>> begin Supplied records
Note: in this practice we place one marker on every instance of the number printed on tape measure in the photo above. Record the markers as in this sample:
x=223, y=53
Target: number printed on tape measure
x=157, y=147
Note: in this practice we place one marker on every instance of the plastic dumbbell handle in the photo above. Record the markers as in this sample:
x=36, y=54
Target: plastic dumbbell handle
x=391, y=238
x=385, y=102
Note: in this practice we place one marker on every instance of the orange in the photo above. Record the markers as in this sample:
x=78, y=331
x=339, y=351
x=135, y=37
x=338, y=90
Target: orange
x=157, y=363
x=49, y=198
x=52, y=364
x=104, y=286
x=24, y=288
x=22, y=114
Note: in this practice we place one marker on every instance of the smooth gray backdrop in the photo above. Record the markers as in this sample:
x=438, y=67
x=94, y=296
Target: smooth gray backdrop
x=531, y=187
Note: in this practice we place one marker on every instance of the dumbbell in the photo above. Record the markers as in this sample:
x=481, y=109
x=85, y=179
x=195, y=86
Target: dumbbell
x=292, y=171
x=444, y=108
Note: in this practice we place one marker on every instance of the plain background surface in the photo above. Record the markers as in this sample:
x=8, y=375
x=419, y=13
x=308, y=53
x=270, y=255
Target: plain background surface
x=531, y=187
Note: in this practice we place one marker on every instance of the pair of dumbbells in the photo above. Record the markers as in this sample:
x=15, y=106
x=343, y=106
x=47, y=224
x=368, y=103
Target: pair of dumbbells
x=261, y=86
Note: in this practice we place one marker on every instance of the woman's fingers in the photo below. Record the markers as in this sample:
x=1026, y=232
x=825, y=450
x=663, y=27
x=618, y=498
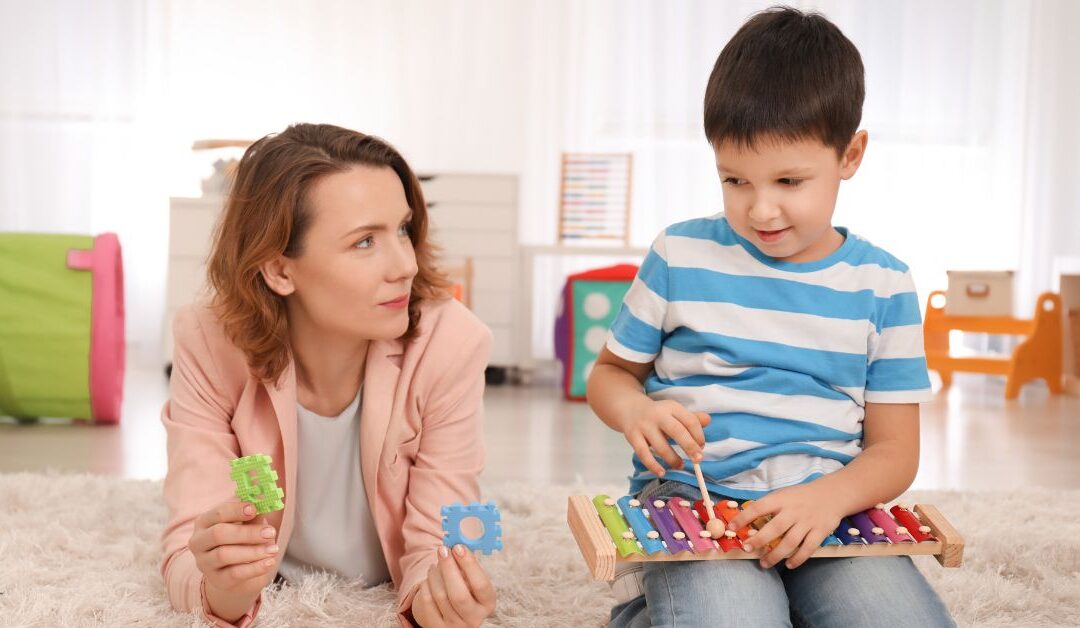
>> end Supplied records
Request
Put every line of the entries above into a JSON list of strings, one string per line, with blank lines and pictures left out.

Answer in full
[
  "Note: in this practice we place one marker on every instance of the number printed on tape measure in the photo above. Record the markers as in this sample:",
  "x=223, y=53",
  "Target: number printed on tape measure",
  "x=157, y=147",
  "Note: in this practice we place one marker on every instance of the plastic dumbbell handle in the photo above. Record the markers as in this sample:",
  "x=36, y=54",
  "Target: plastic dumbbell handle",
  "x=391, y=238",
  "x=385, y=102",
  "Note: in this practice we place one marker on every instance of the orange in the photo above. Record the markers as in this sample:",
  "x=78, y=331",
  "x=339, y=351",
  "x=135, y=37",
  "x=338, y=90",
  "Target: orange",
  "x=157, y=363",
  "x=49, y=198",
  "x=52, y=364",
  "x=104, y=286",
  "x=24, y=288",
  "x=22, y=114",
  "Note: in this practice we place one marker on every instance of the smooth gray backdrop in the photo above. Record the markers as in this sample:",
  "x=438, y=67",
  "x=94, y=296",
  "Target: smooth gray backdrop",
  "x=531, y=187",
  "Note: in this practice we place one marker on every instance of the dumbbell in the photo above. Record the markers as in this sample:",
  "x=481, y=109",
  "x=85, y=179",
  "x=195, y=86",
  "Target: dumbbell",
  "x=292, y=171",
  "x=444, y=108",
  "Note: in this practice we place one marker on every instance of the plain background surface in the photo above. Record the markers as in this sample:",
  "x=8, y=375",
  "x=419, y=13",
  "x=308, y=53",
  "x=270, y=255",
  "Target: plain background surface",
  "x=531, y=187",
  "Note: in this practice we place one marker on every instance of the pair of dumbbells in the photo above. Record the markers as in this sample:",
  "x=15, y=106",
  "x=343, y=106",
  "x=47, y=224",
  "x=368, y=103",
  "Target: pair of dumbbells",
  "x=261, y=86",
  "Note: in this practice we place one marker on every instance of the woman's fingers in the photo below. Record the markers as in this sample:",
  "x=1026, y=232",
  "x=825, y=450",
  "x=663, y=27",
  "x=618, y=498"
]